• Direction: Reproduce the rows below verbatim, starting at the first row and ending at the line containing "top-left (124, 29), bottom-right (177, 208)", with both ends included. Leave the pictures out of your copy.

• Dataset content:

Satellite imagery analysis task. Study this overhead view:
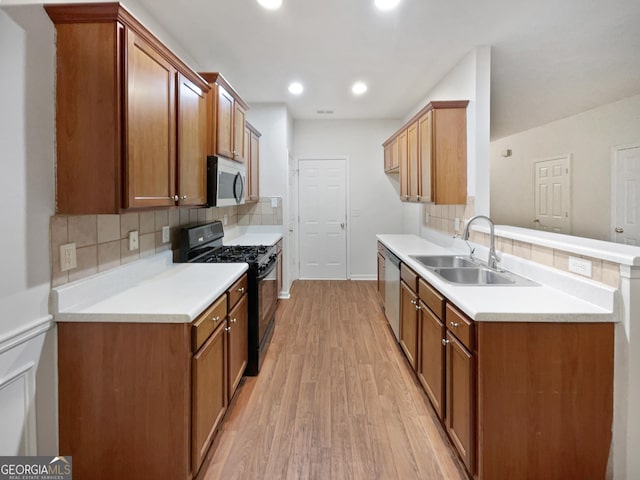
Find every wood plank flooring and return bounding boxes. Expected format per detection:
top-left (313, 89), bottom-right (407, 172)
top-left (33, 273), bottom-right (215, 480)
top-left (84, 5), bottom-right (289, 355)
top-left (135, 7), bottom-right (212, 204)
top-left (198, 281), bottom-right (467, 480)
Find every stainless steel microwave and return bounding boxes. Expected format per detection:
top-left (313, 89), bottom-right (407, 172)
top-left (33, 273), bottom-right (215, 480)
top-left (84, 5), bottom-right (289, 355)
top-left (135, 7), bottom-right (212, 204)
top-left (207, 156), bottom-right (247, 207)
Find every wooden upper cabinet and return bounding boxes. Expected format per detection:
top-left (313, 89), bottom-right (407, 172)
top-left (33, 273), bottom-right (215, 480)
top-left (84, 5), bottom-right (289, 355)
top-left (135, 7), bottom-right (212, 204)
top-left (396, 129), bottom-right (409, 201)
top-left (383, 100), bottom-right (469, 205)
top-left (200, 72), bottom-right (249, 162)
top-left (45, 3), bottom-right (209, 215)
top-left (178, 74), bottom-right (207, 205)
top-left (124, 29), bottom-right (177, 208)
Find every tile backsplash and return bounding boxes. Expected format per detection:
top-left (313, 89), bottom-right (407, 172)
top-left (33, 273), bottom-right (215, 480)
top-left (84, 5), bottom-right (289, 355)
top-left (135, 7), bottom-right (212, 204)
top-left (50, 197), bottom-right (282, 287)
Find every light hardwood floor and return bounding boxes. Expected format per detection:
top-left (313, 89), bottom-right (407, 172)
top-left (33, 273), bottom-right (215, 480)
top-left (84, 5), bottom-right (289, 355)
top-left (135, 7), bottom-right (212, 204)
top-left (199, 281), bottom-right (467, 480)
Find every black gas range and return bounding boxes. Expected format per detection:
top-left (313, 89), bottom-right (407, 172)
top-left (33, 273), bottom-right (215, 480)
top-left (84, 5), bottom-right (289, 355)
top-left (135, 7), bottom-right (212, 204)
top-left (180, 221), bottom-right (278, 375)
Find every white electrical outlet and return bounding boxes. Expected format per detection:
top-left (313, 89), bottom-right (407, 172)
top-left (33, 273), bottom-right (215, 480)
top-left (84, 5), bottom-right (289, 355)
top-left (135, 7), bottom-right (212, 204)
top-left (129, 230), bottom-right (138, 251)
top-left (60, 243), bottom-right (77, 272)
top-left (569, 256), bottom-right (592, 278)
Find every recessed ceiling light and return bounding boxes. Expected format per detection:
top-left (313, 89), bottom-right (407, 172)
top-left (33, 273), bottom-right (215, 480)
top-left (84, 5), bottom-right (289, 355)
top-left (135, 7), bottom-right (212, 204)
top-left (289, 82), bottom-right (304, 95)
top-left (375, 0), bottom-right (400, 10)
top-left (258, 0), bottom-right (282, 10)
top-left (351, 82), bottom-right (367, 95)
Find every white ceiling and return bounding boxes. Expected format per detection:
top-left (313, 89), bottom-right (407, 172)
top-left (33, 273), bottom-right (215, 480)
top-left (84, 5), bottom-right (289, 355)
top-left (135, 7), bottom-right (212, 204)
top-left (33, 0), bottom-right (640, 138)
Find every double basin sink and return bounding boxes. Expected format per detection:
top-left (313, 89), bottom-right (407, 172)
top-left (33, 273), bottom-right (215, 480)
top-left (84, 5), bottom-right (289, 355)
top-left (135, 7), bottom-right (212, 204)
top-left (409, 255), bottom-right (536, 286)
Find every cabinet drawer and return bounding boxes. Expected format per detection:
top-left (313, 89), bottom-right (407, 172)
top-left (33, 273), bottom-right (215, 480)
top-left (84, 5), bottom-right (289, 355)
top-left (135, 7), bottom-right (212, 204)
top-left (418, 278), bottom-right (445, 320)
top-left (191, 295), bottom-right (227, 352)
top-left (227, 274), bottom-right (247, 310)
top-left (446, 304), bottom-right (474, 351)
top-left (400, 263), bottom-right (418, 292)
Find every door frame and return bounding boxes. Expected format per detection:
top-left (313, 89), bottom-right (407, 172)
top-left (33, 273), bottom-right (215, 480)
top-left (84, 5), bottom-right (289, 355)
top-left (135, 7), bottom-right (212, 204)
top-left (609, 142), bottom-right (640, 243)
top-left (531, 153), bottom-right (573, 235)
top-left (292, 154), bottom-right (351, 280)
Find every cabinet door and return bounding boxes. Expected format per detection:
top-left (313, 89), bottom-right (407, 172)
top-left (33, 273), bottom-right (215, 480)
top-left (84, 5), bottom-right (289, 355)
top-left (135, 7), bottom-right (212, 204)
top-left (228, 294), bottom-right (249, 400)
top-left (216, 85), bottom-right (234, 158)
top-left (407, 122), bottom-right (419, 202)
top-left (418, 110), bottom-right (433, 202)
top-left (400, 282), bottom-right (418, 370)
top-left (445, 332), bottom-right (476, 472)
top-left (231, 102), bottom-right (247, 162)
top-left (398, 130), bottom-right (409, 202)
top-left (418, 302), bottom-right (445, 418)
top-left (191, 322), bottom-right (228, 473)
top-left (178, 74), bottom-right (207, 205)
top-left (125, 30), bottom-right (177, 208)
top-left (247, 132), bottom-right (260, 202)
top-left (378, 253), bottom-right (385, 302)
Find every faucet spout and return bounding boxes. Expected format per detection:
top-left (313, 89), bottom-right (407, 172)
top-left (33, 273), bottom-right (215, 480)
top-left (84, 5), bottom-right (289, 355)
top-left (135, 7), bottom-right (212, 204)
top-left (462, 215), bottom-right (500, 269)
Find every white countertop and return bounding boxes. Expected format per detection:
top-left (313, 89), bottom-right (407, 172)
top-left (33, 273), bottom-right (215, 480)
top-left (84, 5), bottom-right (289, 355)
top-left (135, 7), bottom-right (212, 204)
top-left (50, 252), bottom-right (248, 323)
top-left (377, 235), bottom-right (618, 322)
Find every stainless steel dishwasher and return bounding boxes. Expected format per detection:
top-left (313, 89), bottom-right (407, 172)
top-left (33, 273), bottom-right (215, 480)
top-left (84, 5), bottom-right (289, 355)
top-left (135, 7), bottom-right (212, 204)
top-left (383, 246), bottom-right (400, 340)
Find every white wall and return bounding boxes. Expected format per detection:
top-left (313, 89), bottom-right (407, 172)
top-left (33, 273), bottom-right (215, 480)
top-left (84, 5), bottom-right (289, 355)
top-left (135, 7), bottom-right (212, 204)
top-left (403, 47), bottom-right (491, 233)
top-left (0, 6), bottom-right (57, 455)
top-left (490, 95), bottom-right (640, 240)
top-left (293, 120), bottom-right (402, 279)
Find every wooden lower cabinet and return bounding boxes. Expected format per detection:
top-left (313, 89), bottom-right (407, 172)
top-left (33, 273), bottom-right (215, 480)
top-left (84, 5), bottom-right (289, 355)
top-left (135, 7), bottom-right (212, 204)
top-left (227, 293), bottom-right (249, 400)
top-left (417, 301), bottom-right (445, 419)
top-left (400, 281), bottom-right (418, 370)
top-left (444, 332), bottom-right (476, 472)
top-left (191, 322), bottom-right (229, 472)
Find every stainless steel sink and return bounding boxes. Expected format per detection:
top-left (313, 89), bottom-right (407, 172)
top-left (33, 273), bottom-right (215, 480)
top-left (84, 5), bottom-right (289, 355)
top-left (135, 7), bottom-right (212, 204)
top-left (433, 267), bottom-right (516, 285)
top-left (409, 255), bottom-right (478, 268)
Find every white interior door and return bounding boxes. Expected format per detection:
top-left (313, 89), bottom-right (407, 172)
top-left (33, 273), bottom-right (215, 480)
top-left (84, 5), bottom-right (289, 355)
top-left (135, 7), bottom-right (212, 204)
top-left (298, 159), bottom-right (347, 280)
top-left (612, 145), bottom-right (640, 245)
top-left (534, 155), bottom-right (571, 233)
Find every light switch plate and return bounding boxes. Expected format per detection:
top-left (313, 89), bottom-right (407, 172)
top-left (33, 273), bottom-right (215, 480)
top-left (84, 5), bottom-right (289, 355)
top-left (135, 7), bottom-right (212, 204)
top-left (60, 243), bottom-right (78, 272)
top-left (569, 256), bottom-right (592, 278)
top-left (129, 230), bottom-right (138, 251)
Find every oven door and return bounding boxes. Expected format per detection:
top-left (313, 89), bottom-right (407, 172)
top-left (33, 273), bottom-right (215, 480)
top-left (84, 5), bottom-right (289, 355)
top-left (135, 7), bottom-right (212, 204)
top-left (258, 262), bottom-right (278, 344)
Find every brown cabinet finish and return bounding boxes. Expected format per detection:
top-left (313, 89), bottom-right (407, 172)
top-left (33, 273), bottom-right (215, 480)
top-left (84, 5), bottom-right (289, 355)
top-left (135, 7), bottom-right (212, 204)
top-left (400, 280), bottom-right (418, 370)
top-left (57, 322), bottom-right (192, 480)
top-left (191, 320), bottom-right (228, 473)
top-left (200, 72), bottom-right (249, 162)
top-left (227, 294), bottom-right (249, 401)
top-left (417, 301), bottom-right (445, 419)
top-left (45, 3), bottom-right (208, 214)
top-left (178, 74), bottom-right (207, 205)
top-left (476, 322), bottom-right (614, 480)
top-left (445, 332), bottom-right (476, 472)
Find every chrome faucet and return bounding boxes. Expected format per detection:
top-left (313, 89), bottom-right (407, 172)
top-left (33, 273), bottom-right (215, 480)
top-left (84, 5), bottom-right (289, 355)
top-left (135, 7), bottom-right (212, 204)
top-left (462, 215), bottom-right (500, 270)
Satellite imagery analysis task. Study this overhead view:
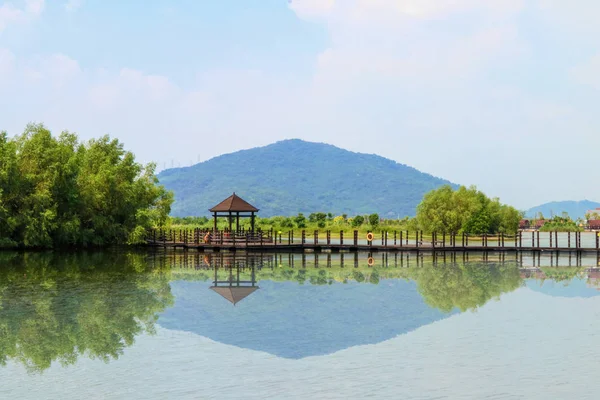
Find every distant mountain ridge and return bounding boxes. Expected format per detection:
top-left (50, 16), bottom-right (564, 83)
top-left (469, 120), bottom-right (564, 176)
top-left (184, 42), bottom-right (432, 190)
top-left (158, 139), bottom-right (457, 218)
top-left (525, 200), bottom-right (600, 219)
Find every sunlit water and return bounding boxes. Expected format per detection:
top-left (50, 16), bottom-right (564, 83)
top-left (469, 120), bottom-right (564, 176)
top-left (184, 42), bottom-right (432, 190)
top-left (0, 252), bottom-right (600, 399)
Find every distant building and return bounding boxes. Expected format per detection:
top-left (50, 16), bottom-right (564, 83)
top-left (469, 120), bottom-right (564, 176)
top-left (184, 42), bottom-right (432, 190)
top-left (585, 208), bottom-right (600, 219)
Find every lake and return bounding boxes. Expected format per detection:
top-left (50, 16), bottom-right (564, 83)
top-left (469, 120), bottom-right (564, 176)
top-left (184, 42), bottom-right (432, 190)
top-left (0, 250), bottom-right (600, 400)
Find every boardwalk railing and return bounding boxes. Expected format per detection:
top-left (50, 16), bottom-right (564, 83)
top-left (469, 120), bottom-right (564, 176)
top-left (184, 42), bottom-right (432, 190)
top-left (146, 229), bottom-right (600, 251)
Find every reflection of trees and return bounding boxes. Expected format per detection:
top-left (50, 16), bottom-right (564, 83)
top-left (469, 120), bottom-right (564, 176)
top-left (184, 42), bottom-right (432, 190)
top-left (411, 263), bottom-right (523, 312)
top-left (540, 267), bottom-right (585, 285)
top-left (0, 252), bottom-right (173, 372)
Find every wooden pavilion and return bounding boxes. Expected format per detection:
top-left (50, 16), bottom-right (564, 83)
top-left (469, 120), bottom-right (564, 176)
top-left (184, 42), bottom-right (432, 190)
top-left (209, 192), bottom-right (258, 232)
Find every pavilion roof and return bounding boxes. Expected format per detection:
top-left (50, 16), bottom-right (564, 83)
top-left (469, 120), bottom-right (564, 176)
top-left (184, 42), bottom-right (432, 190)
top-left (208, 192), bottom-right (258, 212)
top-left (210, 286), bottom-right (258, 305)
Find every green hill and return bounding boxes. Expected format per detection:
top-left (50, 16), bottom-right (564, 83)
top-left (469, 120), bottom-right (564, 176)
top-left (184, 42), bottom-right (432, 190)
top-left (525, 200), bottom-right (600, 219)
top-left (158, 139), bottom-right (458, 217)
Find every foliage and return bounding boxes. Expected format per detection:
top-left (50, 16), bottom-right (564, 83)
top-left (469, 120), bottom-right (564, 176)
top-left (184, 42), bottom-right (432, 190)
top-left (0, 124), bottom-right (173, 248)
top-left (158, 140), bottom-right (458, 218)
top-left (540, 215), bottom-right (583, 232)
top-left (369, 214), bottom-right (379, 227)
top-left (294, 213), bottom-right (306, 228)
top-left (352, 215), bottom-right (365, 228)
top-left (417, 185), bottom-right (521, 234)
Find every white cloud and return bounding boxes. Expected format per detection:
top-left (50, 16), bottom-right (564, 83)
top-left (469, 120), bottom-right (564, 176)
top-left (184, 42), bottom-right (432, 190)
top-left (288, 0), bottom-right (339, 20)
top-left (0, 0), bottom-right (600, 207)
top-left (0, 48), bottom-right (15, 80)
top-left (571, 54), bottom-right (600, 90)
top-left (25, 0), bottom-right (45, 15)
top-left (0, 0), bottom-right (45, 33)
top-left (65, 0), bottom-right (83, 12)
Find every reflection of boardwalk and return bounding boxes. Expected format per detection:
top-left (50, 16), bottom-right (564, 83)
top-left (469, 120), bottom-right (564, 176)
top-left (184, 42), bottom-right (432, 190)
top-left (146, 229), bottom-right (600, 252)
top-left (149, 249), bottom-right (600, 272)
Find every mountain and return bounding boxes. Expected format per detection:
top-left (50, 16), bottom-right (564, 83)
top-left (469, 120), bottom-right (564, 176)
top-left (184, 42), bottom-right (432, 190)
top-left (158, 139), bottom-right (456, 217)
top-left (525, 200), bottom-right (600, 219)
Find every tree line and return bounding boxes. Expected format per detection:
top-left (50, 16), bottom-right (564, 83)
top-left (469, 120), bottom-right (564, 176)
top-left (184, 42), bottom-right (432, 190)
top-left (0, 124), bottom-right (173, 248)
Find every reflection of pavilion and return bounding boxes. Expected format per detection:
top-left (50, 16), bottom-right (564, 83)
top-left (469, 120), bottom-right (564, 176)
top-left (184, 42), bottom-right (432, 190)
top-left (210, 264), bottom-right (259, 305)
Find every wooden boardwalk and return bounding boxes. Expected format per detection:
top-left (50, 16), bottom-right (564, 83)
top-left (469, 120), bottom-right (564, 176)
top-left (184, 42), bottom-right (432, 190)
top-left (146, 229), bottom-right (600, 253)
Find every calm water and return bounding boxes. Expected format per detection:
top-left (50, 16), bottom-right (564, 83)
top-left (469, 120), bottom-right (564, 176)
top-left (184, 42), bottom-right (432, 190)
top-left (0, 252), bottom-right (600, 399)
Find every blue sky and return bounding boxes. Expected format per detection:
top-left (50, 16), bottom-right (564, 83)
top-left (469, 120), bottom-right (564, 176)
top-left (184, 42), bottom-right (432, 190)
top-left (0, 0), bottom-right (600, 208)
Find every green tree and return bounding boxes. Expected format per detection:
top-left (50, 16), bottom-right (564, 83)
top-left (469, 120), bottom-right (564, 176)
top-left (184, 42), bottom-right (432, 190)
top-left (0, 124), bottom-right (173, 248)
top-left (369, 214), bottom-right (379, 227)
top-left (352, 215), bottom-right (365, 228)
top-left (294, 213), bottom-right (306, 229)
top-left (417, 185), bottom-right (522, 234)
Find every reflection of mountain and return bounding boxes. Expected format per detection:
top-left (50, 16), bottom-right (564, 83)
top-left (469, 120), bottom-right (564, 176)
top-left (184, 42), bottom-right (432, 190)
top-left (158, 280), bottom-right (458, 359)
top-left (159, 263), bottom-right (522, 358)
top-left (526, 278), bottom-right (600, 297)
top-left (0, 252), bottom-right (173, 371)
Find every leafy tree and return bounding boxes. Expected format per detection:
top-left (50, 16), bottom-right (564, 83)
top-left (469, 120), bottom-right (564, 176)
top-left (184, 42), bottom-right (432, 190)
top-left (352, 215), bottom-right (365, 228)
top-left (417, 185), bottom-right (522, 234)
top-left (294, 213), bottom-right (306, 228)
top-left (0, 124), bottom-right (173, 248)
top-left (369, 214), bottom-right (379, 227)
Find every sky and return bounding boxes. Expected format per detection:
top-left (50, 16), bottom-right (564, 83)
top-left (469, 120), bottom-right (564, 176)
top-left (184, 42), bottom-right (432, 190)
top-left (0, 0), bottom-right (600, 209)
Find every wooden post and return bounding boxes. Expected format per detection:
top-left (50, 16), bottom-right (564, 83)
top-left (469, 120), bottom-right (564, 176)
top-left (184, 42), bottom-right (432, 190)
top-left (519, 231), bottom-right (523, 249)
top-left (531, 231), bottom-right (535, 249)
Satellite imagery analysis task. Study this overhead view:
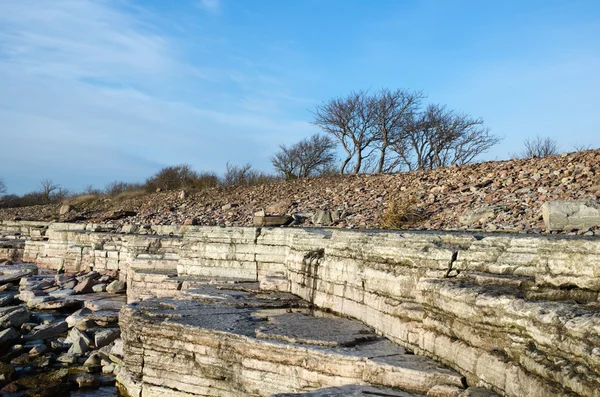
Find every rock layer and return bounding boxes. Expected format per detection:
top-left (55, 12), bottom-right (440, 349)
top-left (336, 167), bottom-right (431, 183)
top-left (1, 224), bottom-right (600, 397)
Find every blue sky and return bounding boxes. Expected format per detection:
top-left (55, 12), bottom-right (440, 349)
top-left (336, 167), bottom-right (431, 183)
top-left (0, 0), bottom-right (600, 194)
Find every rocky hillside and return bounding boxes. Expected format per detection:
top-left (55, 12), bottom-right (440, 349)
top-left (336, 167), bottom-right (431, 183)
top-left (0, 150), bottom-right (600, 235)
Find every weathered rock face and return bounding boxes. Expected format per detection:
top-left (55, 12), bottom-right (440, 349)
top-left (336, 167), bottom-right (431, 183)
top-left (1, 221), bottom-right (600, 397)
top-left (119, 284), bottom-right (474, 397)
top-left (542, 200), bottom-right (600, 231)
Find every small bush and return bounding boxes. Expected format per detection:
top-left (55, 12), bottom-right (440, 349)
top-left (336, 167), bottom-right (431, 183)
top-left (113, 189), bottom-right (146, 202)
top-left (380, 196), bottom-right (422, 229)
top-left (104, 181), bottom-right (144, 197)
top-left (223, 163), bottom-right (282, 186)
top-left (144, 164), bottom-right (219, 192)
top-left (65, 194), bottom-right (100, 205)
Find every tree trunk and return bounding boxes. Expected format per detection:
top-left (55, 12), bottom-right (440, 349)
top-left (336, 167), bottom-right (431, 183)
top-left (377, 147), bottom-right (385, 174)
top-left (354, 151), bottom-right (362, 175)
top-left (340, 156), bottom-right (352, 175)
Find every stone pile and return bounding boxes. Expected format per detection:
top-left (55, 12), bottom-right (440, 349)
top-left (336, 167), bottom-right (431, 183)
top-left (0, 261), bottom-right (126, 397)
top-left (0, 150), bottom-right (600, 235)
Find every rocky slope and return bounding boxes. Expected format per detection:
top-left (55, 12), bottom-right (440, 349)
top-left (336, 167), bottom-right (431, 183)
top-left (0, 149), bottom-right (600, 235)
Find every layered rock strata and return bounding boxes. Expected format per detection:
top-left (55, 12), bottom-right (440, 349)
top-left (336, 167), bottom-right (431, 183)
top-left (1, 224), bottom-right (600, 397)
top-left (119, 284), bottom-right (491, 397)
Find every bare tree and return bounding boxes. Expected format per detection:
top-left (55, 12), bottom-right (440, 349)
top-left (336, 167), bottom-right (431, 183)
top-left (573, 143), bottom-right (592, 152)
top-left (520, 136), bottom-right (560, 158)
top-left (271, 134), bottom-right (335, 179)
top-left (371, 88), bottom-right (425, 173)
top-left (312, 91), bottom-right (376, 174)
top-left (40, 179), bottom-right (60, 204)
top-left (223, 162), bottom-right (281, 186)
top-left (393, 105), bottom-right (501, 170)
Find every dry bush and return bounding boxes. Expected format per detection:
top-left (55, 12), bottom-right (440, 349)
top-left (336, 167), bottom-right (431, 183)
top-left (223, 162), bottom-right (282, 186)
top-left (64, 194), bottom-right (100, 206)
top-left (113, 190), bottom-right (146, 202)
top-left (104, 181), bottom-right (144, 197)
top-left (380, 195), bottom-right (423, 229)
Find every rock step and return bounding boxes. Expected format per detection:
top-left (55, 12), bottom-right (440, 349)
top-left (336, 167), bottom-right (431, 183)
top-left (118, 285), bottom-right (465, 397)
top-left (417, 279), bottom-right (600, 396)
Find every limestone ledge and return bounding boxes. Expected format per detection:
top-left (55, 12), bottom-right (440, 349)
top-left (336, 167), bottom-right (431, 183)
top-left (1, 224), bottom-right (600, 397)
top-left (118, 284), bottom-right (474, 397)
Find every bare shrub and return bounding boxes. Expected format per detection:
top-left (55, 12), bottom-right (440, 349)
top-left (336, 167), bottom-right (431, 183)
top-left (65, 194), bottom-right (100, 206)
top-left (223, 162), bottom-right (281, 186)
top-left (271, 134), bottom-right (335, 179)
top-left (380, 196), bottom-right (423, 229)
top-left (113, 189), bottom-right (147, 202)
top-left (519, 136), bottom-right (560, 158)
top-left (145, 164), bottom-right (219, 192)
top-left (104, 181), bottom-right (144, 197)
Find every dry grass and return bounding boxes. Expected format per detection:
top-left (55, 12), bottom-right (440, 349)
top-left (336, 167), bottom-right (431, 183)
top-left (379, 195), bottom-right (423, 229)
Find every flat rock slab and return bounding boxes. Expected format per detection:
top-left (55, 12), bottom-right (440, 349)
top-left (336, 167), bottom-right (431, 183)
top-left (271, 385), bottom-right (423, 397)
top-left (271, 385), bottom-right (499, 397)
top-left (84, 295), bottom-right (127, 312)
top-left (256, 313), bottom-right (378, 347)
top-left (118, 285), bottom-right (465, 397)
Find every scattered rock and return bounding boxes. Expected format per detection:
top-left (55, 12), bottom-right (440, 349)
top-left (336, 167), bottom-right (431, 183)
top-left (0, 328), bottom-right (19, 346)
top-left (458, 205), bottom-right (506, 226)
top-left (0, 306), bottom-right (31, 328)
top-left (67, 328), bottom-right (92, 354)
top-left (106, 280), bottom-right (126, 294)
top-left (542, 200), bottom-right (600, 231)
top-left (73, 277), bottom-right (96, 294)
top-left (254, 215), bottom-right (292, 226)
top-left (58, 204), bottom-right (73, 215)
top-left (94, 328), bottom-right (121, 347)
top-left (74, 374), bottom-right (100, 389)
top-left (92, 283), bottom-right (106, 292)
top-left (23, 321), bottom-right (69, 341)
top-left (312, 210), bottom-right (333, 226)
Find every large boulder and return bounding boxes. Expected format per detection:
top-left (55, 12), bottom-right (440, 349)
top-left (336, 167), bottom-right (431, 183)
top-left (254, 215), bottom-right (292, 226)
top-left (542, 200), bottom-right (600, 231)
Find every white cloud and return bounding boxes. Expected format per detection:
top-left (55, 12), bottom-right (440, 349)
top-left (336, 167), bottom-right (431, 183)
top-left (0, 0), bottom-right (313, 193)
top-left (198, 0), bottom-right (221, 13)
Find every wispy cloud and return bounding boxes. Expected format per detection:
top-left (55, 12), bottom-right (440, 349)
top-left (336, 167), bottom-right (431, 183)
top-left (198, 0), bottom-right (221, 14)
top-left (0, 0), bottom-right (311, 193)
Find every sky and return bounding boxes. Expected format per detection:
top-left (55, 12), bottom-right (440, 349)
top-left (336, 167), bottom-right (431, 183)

• Task solution:
Satellite imagery analysis task. Study this overhead view:
Find every wood plank flooring and return bounding boxes. Expected format per detection:
top-left (313, 89), bottom-right (407, 172)
top-left (33, 273), bottom-right (215, 480)
top-left (84, 5), bottom-right (289, 355)
top-left (135, 7), bottom-right (212, 204)
top-left (198, 281), bottom-right (467, 480)
Find every stainless steel microwave and return bounding boxes. Expected format per detection:
top-left (313, 89), bottom-right (407, 172)
top-left (33, 273), bottom-right (215, 480)
top-left (84, 5), bottom-right (289, 355)
top-left (135, 7), bottom-right (212, 204)
top-left (207, 156), bottom-right (247, 207)
Find every wooden upper cabinet and return bounding boxes. Expected format per detection:
top-left (313, 89), bottom-right (407, 172)
top-left (33, 273), bottom-right (215, 480)
top-left (84, 5), bottom-right (289, 355)
top-left (135, 7), bottom-right (212, 204)
top-left (396, 129), bottom-right (409, 201)
top-left (383, 100), bottom-right (469, 205)
top-left (200, 72), bottom-right (249, 162)
top-left (45, 3), bottom-right (209, 215)
top-left (178, 74), bottom-right (207, 205)
top-left (124, 29), bottom-right (177, 208)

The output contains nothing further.